YOUR ASSIGNMENT:
Across the entries below, the lines containing "green" should be counted and only their number returned.

··· DATA TO USE ···

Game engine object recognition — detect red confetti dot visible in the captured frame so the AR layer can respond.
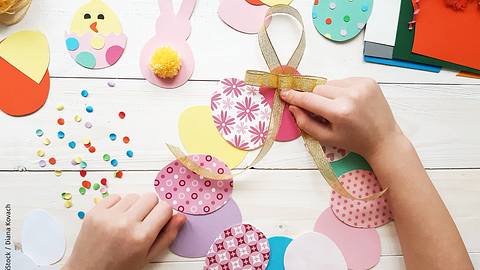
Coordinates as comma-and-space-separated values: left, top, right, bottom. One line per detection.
48, 157, 56, 165
82, 180, 91, 189
325, 18, 332, 25
57, 118, 65, 125
84, 142, 91, 148
122, 136, 130, 144
115, 171, 123, 178
100, 178, 108, 186
80, 170, 87, 177
118, 111, 126, 119
88, 146, 96, 153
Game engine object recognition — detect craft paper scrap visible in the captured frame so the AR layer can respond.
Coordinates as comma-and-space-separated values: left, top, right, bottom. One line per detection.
140, 0, 196, 88
266, 236, 293, 270
457, 71, 480, 79
170, 199, 242, 258
66, 0, 127, 69
178, 106, 247, 169
412, 0, 480, 71
284, 232, 347, 270
314, 208, 381, 270
364, 42, 394, 59
330, 170, 393, 228
364, 56, 441, 73
364, 0, 401, 47
312, 0, 373, 42
218, 0, 269, 34
211, 78, 271, 150
204, 223, 270, 270
21, 209, 66, 265
155, 154, 234, 215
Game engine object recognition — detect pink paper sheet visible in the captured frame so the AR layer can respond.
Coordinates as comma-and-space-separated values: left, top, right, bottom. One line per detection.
218, 0, 269, 34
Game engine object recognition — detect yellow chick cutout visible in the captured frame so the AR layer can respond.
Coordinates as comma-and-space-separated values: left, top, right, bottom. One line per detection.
65, 0, 127, 69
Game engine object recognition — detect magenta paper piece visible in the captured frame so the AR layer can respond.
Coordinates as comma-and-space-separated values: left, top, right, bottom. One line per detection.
314, 208, 381, 270
65, 32, 127, 69
284, 232, 347, 270
170, 199, 243, 258
155, 154, 233, 215
204, 223, 270, 270
139, 0, 196, 88
330, 170, 393, 228
218, 0, 269, 34
211, 78, 272, 150
324, 145, 349, 162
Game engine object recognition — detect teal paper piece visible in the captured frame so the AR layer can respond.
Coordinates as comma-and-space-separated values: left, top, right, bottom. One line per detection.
331, 152, 372, 177
266, 236, 293, 270
312, 0, 373, 42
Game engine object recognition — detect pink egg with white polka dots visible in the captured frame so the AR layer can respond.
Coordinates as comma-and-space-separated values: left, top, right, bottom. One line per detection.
154, 154, 234, 215
330, 170, 393, 228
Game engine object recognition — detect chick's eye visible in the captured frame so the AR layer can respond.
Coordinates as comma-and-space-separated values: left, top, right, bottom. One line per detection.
97, 14, 104, 20
83, 13, 91, 19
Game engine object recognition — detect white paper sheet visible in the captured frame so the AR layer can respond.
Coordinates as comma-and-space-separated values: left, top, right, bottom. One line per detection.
364, 0, 402, 46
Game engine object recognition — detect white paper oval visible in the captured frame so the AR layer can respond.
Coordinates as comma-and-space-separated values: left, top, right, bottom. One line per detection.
21, 209, 65, 266
284, 232, 347, 270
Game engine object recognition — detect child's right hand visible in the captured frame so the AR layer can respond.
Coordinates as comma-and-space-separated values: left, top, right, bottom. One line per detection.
280, 77, 406, 161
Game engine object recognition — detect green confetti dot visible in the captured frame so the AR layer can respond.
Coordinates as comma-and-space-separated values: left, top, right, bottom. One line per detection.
80, 161, 87, 168
102, 192, 109, 198
343, 15, 351, 22
103, 154, 111, 161
93, 183, 100, 190
79, 187, 86, 195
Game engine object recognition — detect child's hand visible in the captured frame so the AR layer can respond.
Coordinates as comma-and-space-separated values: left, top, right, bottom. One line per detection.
280, 77, 405, 160
63, 193, 186, 270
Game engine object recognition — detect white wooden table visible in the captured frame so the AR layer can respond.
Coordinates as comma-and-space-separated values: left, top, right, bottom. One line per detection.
1, 1, 479, 269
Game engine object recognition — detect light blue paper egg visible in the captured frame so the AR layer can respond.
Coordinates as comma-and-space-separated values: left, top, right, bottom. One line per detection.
312, 0, 373, 42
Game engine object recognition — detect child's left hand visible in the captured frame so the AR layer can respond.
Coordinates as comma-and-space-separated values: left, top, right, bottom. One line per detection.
63, 192, 186, 270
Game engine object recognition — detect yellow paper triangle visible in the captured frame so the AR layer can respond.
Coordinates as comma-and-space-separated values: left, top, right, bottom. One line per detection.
0, 31, 49, 84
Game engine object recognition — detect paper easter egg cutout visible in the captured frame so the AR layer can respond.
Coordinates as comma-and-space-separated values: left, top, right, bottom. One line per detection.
312, 0, 373, 42
218, 0, 269, 34
0, 31, 50, 116
65, 0, 127, 69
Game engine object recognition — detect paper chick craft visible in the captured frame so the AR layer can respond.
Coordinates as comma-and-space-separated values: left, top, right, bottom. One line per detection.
65, 0, 127, 69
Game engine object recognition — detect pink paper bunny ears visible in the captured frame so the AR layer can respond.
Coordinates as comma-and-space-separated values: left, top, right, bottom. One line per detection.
139, 0, 196, 89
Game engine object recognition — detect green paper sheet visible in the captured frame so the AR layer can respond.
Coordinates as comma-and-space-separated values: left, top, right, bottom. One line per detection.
393, 0, 480, 75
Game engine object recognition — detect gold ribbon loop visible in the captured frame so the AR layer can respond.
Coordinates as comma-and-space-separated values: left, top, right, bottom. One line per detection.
245, 70, 326, 93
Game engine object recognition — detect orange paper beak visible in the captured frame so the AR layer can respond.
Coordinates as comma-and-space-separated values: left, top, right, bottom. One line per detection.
90, 22, 98, 33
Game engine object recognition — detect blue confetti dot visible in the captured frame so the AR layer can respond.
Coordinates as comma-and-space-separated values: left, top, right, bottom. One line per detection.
109, 133, 117, 141
75, 51, 96, 69
57, 131, 65, 139
66, 37, 79, 51
361, 4, 369, 12
81, 89, 89, 97
111, 159, 118, 167
77, 211, 86, 220
80, 161, 88, 169
86, 106, 94, 113
126, 150, 133, 158
68, 141, 76, 149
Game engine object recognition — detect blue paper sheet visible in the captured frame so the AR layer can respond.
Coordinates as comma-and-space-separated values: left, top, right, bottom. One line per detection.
364, 56, 441, 73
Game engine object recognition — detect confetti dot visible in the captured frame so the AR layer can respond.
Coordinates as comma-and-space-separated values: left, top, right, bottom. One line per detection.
48, 157, 56, 165
74, 115, 82, 122
329, 2, 336, 9
325, 18, 332, 25
86, 106, 94, 113
64, 201, 73, 208
85, 122, 92, 129
36, 149, 45, 157
87, 146, 95, 153
100, 178, 107, 186
100, 187, 108, 194
38, 160, 47, 168
61, 192, 72, 200
312, 12, 317, 19
343, 15, 351, 22
118, 111, 125, 119
56, 104, 64, 111
57, 131, 65, 139
83, 137, 91, 144
126, 150, 133, 158
103, 154, 111, 161
74, 156, 82, 164
57, 118, 65, 125
80, 170, 87, 177
109, 133, 117, 141
340, 29, 347, 36
35, 129, 44, 137
123, 136, 130, 144
102, 192, 109, 198
68, 141, 76, 149
77, 211, 85, 219
94, 197, 101, 204
93, 183, 100, 190
82, 180, 91, 189
54, 170, 62, 177
108, 81, 116, 87
80, 161, 88, 169
114, 170, 123, 178
361, 4, 369, 12
111, 159, 118, 167
43, 138, 51, 146
357, 22, 366, 29
81, 89, 89, 97
79, 187, 86, 195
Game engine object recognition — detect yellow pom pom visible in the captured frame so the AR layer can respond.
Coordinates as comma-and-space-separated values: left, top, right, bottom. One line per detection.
149, 47, 182, 79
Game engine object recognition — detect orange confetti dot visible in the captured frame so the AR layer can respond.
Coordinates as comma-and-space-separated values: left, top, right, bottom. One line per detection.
57, 118, 65, 125
123, 136, 130, 144
82, 180, 91, 189
114, 170, 123, 179
88, 146, 96, 153
48, 157, 56, 165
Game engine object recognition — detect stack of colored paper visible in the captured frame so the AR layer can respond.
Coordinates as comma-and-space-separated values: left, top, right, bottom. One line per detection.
363, 0, 480, 76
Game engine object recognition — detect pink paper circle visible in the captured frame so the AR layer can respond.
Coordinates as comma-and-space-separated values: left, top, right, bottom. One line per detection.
314, 208, 381, 270
204, 223, 270, 270
330, 170, 393, 228
324, 145, 349, 162
154, 154, 233, 215
211, 78, 272, 150
170, 199, 243, 258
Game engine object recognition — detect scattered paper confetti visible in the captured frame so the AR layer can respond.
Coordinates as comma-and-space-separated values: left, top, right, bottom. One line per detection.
35, 129, 44, 137
48, 157, 56, 165
86, 105, 93, 113
103, 154, 111, 161
57, 118, 65, 125
43, 138, 51, 145
126, 150, 133, 158
114, 170, 123, 178
36, 149, 45, 157
111, 159, 118, 167
38, 160, 46, 167
74, 115, 82, 122
109, 133, 117, 141
77, 211, 85, 220
64, 200, 73, 208
93, 183, 100, 190
80, 170, 87, 177
79, 187, 86, 195
68, 141, 76, 149
61, 192, 72, 200
81, 89, 89, 97
118, 111, 125, 119
122, 136, 130, 144
100, 178, 107, 186
57, 131, 65, 139
54, 170, 62, 177
56, 104, 64, 111
80, 161, 88, 168
82, 180, 91, 189
85, 122, 92, 128
108, 81, 115, 87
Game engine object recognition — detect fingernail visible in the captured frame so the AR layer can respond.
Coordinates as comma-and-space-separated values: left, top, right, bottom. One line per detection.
281, 89, 290, 98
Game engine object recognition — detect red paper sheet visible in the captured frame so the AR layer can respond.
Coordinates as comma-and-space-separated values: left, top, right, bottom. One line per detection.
412, 1, 480, 70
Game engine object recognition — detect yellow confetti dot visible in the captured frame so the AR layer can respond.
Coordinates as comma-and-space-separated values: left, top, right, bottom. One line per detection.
74, 156, 82, 164
82, 138, 91, 145
56, 104, 64, 111
54, 170, 62, 177
93, 197, 101, 205
74, 115, 82, 122
90, 36, 105, 50
325, 33, 332, 39
64, 200, 72, 208
61, 192, 72, 200
36, 149, 45, 157
43, 138, 51, 146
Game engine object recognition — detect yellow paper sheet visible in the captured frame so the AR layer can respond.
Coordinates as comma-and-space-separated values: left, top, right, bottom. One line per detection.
0, 30, 49, 84
261, 0, 292, 6
178, 106, 247, 169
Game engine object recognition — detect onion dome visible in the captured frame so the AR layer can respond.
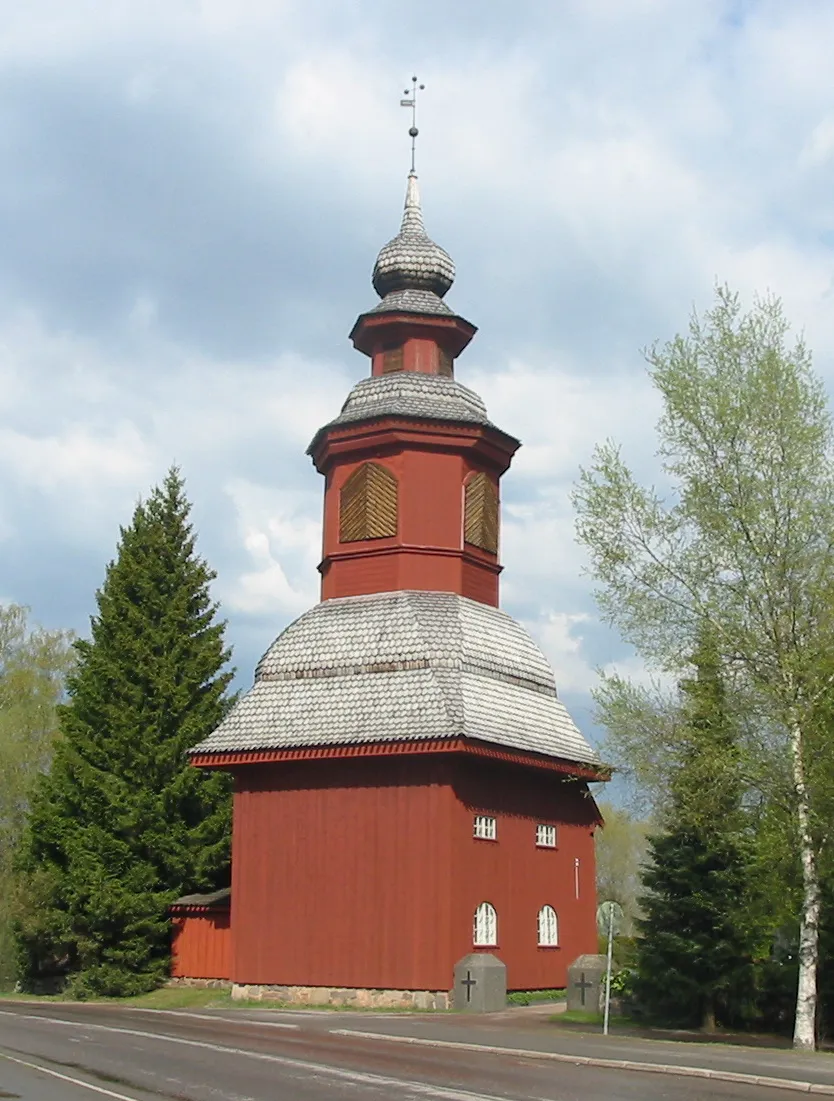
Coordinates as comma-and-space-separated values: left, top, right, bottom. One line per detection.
372, 173, 455, 303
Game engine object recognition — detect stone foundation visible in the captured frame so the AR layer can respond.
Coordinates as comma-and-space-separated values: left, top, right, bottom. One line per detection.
166, 977, 233, 990
231, 983, 451, 1010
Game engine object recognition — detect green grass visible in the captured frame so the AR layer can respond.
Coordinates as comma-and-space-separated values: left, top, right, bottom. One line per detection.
0, 991, 67, 1003
507, 989, 566, 1006
550, 1009, 632, 1027
0, 986, 232, 1010
119, 987, 234, 1009
556, 1009, 603, 1025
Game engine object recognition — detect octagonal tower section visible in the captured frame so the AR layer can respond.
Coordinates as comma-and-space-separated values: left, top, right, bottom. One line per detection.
308, 172, 520, 607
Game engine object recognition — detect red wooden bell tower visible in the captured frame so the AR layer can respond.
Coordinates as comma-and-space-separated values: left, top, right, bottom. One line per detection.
186, 153, 606, 1005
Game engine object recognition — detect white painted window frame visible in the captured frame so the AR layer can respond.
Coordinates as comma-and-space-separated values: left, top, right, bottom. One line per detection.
537, 904, 559, 947
474, 901, 498, 946
473, 814, 497, 841
536, 823, 557, 848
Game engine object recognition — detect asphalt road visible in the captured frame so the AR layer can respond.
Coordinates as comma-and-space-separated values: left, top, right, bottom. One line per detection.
0, 1000, 830, 1101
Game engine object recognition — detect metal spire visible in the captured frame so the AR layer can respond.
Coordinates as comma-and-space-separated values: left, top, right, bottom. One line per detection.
370, 75, 455, 310
399, 75, 425, 173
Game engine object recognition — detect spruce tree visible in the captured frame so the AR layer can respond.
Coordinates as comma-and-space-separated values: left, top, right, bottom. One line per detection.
633, 631, 757, 1030
15, 468, 233, 996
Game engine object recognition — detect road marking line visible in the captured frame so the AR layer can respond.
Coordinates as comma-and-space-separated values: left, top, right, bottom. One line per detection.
329, 1028, 834, 1095
0, 1050, 143, 1100
0, 1011, 511, 1100
116, 1008, 299, 1029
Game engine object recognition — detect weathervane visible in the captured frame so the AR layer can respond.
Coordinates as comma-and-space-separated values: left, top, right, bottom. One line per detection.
400, 75, 425, 173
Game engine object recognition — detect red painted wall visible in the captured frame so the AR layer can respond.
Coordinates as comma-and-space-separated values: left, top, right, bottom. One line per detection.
319, 446, 502, 604
230, 756, 456, 991
460, 558, 499, 605
322, 549, 499, 603
228, 754, 600, 992
171, 911, 231, 980
450, 759, 601, 990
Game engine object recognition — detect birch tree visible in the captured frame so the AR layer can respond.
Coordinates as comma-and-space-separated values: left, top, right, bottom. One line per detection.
573, 287, 834, 1050
594, 803, 649, 935
0, 605, 74, 988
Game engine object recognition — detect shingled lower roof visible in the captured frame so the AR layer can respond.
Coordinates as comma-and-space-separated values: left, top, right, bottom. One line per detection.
370, 288, 454, 316
308, 374, 495, 458
170, 887, 231, 910
190, 591, 599, 767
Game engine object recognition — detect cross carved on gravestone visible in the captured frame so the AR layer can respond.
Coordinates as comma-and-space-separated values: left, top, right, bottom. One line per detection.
574, 972, 592, 1007
461, 970, 477, 1004
454, 953, 506, 1013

···

RESPONSE:
3